What you need to do >>
Before you finish, make sure every line below has been written out exactly.

================

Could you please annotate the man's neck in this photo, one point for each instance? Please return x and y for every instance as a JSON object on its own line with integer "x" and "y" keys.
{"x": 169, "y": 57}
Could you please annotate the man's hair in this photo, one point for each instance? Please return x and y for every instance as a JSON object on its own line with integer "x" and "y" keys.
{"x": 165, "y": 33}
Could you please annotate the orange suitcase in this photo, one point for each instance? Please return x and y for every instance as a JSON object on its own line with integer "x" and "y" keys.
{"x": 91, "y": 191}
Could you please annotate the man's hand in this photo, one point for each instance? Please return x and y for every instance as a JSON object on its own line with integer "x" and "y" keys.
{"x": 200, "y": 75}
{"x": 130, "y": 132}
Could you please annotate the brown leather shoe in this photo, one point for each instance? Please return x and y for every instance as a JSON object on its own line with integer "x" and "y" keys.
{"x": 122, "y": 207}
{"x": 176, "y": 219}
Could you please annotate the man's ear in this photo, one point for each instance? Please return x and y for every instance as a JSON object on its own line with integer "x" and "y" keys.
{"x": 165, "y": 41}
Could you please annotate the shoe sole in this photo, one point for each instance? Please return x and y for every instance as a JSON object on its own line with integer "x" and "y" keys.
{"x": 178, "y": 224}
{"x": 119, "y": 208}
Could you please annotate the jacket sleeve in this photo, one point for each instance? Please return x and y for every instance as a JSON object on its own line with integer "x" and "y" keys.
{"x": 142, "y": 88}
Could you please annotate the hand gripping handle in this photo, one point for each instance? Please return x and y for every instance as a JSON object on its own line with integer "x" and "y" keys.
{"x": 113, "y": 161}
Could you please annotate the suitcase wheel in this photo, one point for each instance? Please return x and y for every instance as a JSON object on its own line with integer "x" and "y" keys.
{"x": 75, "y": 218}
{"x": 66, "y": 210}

================

Response box >>
Could you please annotate the man's neck in this photo, one point for each instance? Please return x and y for every instance as a JSON object on its own line with integer "x" and "y" keys.
{"x": 169, "y": 57}
Could you please annotate the man's hair in this photo, one point for each instance? Please return x and y for every instance as a JSON object on its own line with integer "x" and "y" keys.
{"x": 165, "y": 33}
Could you please annotate the orange suitcase in this photo, one point for each instance? Please return x and y for every instance as a JSON object on its own line with integer "x" and "y" keys.
{"x": 91, "y": 191}
Could you please annotate the man's hand in this photo, one point for each instance? Please return x and y for every instance as a JSON object on its own line with integer "x" and "y" keys.
{"x": 200, "y": 75}
{"x": 130, "y": 132}
Could you please annotate the brown leather shoe in this photo, one point for each instance? Please return x and y for every instance as a JSON object on its own line with integer "x" and "y" keys.
{"x": 122, "y": 207}
{"x": 176, "y": 219}
Could you please annotate the man's ear in this photo, one point for each instance? Please return x and y for every instance as a JSON object on its own line with integer "x" and "y" keys.
{"x": 165, "y": 41}
Could you please annotate the shoe sole in this photo, one point for each instance? Please return x and y for every instance as a JSON object on its own line with integer "x" and "y" keys.
{"x": 178, "y": 224}
{"x": 119, "y": 208}
Could you please annotate the jacket sleeve in this photo, one point for each instance? Please return x and y for every instance as a JSON object on its own line with integer "x" and "y" keys.
{"x": 142, "y": 88}
Could you please annotate the hand gripping handle in this photo, one point for each instance? Please return x and y for every instance as a JSON object on its own line with integer "x" and "y" keys.
{"x": 113, "y": 161}
Could you please annotate the suitcase wheel in this photo, one point for each instance? Please return x and y for every instance as a JSON object on its own line with integer "x" and "y" keys.
{"x": 75, "y": 218}
{"x": 66, "y": 210}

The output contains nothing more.